### EXERCISE MATERIAL
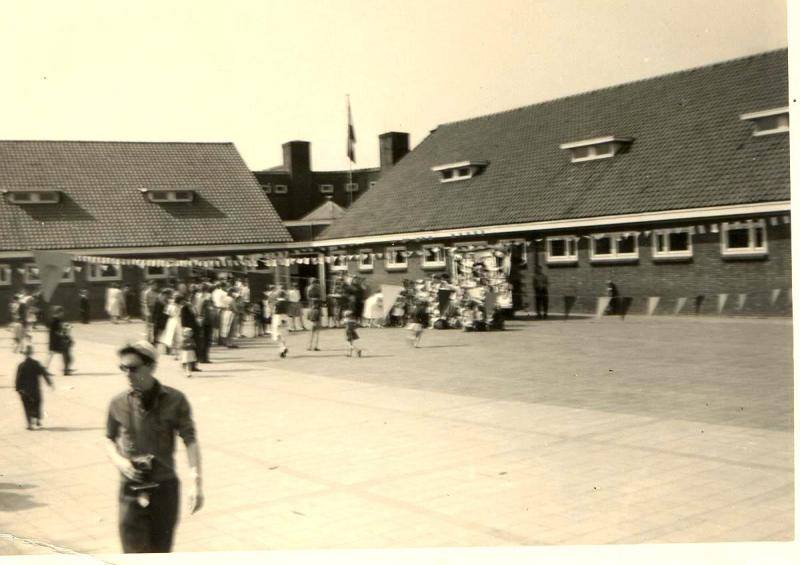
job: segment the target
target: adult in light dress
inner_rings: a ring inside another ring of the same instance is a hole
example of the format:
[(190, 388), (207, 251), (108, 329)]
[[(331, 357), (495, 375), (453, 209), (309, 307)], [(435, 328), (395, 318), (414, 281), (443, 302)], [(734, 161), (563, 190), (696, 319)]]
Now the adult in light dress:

### TASK REQUIREMENTS
Transcribe the full listing exactly, but keep every image out of it.

### WRITTEN ANSWER
job: segment the target
target: adult in light dress
inner_rings: a ring inside another ring of the same instance is a hole
example of the format:
[(190, 388), (207, 251), (108, 329)]
[[(331, 357), (495, 375), (453, 209), (309, 307)], [(435, 328), (395, 318), (414, 281), (443, 302)], [(734, 161), (563, 190), (696, 319)]]
Now the adult in light dress:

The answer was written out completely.